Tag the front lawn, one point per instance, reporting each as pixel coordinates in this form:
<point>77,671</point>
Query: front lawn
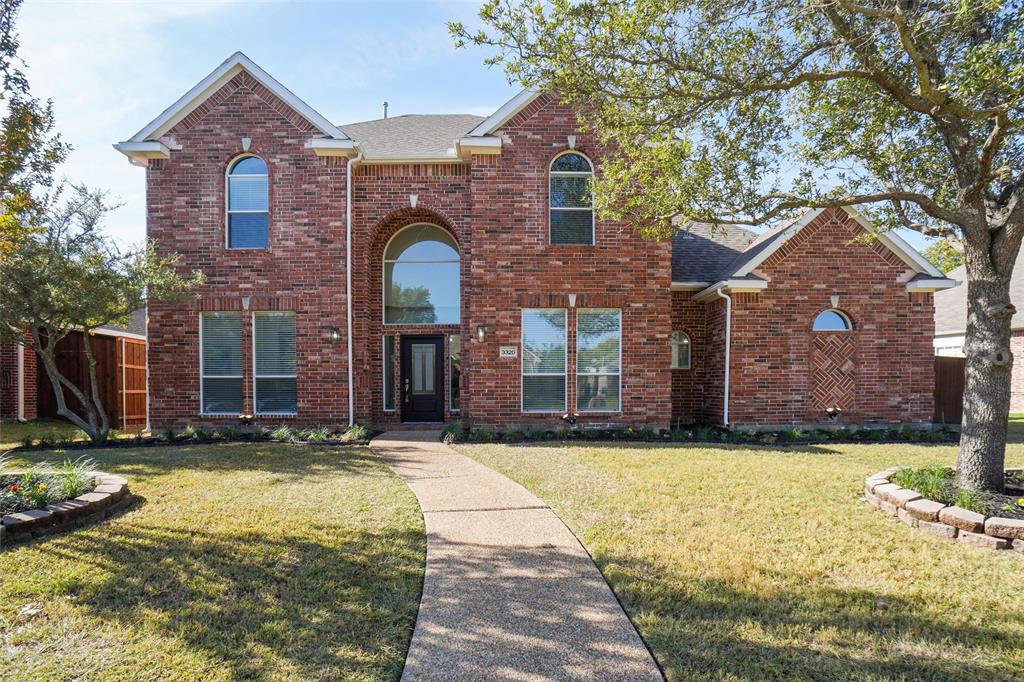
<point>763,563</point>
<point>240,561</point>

────────────────────

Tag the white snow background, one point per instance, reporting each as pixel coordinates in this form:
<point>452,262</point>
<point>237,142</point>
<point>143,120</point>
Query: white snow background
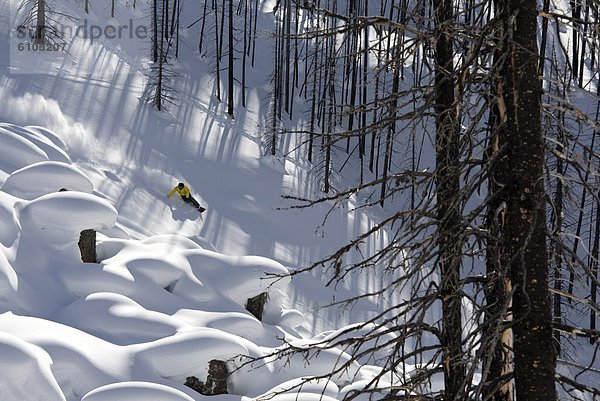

────────────────────

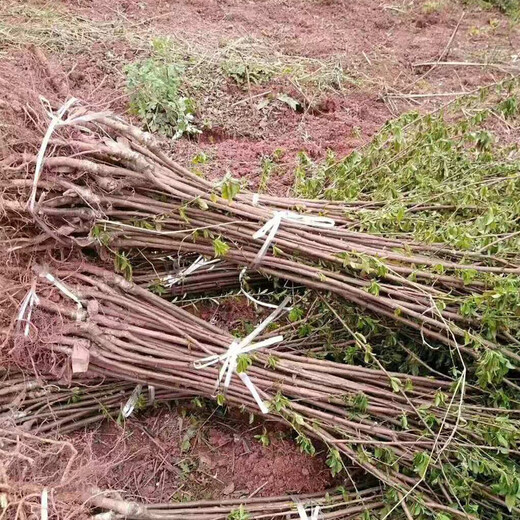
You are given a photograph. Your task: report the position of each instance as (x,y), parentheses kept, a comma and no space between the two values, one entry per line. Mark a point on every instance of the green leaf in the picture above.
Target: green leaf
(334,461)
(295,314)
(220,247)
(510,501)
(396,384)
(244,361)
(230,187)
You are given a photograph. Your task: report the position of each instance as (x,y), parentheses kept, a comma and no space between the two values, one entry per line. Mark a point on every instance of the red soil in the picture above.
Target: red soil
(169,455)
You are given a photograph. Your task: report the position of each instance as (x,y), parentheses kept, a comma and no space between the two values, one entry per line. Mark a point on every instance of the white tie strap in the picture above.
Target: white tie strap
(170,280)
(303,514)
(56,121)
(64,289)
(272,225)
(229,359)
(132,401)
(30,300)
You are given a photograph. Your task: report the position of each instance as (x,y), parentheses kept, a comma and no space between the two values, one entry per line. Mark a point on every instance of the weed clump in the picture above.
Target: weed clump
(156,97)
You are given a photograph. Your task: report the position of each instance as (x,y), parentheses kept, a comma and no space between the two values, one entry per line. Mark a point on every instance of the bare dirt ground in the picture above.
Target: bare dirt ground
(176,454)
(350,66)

────────────────────

[WHAT YOU ARE ASKED TO DO]
Arrange the items, starting with the line that contains "Tag the front" and going on through the line that contains "<point>240,561</point>", as a Markdown table with the columns Row and Line, one line per row. Skip blank lines and leave the pictures out.

[RESULT OF THIS TASK]
| Row | Line |
|---|---|
| 1 | Tag the front lawn, one point per instance, reporting each as pixel coordinates in this form: |
| 2 | <point>77,671</point> |
| 3 | Query: front lawn |
| 4 | <point>763,563</point> |
| 5 | <point>240,561</point> |